— Start of Stored records —
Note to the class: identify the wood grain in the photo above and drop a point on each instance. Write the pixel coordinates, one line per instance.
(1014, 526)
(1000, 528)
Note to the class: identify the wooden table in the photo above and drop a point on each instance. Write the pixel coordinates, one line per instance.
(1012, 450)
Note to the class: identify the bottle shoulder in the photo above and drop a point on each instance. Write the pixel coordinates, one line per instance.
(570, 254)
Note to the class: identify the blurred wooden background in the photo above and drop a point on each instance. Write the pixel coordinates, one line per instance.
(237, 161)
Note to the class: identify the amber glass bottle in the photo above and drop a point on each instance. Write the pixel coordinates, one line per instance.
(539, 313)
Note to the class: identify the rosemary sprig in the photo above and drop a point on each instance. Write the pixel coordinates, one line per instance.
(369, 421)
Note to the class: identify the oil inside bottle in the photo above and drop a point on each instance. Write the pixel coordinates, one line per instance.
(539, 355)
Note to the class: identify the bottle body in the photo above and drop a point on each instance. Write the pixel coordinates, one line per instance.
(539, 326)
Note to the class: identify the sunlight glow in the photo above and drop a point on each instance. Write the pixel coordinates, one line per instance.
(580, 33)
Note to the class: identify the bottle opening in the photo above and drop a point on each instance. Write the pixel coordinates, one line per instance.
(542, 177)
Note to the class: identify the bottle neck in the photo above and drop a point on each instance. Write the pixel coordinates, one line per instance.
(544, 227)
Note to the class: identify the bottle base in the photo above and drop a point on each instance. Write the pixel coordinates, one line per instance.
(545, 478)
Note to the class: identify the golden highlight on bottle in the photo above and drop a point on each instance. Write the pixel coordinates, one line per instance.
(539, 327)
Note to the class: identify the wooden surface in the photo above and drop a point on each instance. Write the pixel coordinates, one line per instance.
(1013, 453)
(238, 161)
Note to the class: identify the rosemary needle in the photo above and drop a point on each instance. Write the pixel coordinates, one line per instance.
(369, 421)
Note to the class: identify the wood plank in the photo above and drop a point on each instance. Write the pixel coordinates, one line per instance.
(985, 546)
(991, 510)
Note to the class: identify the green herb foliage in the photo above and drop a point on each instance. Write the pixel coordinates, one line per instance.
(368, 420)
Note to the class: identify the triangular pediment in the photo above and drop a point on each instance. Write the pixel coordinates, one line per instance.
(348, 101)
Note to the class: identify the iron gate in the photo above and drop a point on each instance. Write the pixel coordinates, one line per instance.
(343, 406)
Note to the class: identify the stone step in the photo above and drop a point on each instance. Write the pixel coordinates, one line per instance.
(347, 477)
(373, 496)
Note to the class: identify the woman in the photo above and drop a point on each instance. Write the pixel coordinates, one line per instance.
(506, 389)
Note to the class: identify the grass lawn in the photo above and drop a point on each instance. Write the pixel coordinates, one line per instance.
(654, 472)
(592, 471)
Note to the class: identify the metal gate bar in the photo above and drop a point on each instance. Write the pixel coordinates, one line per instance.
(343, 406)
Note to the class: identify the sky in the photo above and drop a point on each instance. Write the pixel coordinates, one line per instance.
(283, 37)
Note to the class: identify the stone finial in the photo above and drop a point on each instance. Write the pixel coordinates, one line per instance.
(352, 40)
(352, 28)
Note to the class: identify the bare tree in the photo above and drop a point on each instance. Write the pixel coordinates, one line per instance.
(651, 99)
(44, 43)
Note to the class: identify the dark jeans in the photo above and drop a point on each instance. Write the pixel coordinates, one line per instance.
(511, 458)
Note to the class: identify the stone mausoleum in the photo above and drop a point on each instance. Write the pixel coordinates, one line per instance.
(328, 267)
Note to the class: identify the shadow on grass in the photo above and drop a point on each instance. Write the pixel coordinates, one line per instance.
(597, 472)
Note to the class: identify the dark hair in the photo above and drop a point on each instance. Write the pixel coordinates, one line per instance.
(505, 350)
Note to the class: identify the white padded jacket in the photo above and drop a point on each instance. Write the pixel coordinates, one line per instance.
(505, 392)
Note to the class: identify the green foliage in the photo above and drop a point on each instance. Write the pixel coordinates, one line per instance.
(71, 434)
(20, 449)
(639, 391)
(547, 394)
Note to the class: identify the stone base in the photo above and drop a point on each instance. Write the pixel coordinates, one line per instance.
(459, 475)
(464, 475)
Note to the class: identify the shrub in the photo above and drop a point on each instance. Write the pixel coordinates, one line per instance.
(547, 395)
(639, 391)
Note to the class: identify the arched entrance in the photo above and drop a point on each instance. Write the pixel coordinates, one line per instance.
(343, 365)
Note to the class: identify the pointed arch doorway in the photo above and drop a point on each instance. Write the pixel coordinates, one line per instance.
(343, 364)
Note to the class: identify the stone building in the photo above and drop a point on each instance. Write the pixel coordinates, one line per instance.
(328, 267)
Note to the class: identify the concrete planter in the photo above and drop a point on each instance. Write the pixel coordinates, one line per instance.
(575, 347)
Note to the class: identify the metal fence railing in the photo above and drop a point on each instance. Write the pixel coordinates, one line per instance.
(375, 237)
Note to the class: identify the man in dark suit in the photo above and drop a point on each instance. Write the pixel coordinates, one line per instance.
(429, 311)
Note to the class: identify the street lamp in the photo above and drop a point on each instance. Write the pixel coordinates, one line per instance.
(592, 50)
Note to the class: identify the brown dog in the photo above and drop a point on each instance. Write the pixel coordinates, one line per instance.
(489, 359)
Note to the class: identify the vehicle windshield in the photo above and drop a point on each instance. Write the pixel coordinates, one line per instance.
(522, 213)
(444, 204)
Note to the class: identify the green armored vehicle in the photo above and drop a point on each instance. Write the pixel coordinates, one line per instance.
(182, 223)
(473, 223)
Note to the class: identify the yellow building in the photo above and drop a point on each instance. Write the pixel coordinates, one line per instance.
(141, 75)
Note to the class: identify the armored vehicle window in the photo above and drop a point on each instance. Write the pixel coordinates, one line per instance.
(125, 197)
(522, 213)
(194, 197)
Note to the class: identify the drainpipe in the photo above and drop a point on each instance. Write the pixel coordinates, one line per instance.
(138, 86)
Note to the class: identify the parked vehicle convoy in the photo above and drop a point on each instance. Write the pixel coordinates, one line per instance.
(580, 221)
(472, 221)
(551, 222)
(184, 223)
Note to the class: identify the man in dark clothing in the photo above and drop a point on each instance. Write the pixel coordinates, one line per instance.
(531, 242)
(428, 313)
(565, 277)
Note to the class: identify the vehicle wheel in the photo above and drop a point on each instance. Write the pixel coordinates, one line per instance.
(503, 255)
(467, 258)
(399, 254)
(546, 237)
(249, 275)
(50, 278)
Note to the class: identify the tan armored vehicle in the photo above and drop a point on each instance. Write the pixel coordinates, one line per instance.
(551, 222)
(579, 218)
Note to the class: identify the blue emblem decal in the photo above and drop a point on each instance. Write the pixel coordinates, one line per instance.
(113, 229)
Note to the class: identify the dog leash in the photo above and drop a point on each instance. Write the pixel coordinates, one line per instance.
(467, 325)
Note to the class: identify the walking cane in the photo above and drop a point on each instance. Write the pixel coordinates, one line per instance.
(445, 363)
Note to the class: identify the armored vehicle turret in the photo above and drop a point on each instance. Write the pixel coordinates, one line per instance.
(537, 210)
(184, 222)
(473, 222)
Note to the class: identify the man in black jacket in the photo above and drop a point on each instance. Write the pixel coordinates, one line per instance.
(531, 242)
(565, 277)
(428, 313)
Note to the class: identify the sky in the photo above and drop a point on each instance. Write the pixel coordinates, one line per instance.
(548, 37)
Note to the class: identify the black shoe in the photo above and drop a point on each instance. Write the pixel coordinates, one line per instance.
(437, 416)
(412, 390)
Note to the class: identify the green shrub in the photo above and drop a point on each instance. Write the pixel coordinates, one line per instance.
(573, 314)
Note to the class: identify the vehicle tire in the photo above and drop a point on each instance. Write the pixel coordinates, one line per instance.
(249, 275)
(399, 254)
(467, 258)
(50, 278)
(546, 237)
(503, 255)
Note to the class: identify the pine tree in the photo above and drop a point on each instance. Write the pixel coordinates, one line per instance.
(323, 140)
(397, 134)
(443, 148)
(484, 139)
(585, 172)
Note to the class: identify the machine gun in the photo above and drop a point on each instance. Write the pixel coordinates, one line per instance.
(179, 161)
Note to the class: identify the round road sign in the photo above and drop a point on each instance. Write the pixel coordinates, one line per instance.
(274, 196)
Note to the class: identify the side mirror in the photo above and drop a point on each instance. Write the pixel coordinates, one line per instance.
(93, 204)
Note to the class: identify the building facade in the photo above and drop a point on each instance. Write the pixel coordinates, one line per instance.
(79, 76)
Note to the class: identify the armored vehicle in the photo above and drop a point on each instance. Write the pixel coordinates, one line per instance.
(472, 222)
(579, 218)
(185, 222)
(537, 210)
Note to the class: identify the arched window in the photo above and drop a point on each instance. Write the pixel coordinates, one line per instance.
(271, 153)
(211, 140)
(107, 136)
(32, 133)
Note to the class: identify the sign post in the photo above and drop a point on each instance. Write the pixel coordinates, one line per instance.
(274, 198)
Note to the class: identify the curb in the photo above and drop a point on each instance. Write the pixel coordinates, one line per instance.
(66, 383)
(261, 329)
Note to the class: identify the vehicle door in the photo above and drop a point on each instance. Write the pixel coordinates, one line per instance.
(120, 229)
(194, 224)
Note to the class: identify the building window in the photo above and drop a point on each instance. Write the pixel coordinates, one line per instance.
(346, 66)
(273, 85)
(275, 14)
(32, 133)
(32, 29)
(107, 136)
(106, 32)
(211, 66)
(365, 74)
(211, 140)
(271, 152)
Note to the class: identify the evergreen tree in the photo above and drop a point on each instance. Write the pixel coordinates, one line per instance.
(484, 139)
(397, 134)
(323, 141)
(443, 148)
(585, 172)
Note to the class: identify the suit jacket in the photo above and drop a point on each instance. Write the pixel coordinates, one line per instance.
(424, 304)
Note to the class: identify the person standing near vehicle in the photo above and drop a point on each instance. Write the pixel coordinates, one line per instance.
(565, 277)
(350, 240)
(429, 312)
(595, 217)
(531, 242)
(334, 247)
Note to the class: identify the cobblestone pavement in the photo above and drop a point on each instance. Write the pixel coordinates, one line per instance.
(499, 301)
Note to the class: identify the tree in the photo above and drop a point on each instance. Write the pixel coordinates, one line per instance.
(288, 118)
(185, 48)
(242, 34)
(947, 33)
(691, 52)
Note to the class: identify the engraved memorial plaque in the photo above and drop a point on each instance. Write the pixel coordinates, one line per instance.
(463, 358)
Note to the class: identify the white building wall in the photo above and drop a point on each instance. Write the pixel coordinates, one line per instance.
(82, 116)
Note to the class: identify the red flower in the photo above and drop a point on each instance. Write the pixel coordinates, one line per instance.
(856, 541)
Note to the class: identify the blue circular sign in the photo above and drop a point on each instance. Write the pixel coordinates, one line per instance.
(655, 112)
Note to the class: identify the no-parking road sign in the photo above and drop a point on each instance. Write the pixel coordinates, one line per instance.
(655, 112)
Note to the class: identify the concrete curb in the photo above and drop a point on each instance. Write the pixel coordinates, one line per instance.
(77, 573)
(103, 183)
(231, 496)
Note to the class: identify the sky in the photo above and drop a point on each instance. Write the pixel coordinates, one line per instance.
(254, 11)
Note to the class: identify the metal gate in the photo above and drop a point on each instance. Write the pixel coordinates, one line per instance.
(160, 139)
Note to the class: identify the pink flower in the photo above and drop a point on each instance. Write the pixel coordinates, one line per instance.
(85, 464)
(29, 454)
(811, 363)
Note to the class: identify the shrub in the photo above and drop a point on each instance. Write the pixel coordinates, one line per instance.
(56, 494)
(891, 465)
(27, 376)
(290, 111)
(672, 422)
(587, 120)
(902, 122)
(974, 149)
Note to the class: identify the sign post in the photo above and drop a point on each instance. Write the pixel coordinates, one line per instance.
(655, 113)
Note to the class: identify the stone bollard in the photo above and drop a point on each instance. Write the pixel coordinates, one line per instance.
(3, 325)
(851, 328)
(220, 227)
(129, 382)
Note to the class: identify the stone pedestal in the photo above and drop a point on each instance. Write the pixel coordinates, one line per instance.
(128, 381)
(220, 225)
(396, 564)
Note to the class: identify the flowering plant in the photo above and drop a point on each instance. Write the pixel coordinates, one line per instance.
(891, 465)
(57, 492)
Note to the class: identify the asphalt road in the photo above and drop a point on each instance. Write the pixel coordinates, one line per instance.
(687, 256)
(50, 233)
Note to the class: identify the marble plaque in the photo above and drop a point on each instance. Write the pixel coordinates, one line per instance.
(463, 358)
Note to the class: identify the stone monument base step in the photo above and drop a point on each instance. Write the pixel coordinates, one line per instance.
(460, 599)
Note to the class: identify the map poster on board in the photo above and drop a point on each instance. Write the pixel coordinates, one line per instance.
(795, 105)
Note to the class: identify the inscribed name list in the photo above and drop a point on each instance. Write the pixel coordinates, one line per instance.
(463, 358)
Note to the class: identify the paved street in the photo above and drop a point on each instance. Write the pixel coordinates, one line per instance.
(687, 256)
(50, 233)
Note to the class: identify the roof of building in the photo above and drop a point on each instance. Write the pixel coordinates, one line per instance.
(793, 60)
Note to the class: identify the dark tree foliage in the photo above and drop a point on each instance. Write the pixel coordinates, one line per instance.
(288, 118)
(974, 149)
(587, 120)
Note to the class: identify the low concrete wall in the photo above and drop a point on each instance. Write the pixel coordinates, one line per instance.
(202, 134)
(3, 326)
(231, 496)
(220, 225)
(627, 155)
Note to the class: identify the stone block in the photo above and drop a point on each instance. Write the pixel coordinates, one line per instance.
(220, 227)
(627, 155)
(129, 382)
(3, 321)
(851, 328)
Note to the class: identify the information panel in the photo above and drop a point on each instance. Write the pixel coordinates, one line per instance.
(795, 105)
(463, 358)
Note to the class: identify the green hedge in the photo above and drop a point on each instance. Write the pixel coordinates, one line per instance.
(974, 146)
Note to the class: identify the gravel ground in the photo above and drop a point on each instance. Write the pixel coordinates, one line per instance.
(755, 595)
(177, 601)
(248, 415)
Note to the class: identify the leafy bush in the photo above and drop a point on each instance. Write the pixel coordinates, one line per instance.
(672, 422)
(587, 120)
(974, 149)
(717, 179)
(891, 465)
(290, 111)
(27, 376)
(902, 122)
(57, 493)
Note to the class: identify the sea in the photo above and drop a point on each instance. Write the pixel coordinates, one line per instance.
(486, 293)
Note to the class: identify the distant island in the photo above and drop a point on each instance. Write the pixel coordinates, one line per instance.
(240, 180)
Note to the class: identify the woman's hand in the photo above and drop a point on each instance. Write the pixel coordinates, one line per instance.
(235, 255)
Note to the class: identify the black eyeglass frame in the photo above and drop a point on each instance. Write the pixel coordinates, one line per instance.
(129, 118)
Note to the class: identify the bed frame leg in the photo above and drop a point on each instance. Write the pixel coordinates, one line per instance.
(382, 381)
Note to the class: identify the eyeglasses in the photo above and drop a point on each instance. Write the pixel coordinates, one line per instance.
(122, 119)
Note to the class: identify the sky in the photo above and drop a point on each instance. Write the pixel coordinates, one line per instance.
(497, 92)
— End of Stored records —
*Set problem*. Take the line that contains "Note to the class: identify the sea" and each line after it down to the last of the records, and retype them exactly; add nothing else.

*Answer to this exercise*.
Note to the class: identify the sea in the photo above and drop a point on each instance. Write the pixel coordinates, one line per instance.
(486, 293)
Note to the class: identify the distant island in the photo above and drop a point on each instance. Write the pixel coordinates, one line per instance.
(240, 180)
Note to the class: identify the woman's hand in the photo above and drop a point on each instance. Write the pixel coordinates, one line per instance.
(235, 255)
Note to the class: identify the black eyeglass frame in the photo above and drop a point on each instance. Write the pixel coordinates, one line per instance.
(129, 118)
Note to the class: identify the bed frame leg in the photo above and drop a point on each instance. Write the pixel coordinates, one line per instance.
(382, 381)
Note to the class: identify the eyeglasses in the photo above and drop a point on each instance. Write the pixel coordinates, one line per instance.
(122, 119)
Note to the class: identify the sky in the photo above and drop a point on each instance. Write the pixel coordinates, one line per instance.
(497, 92)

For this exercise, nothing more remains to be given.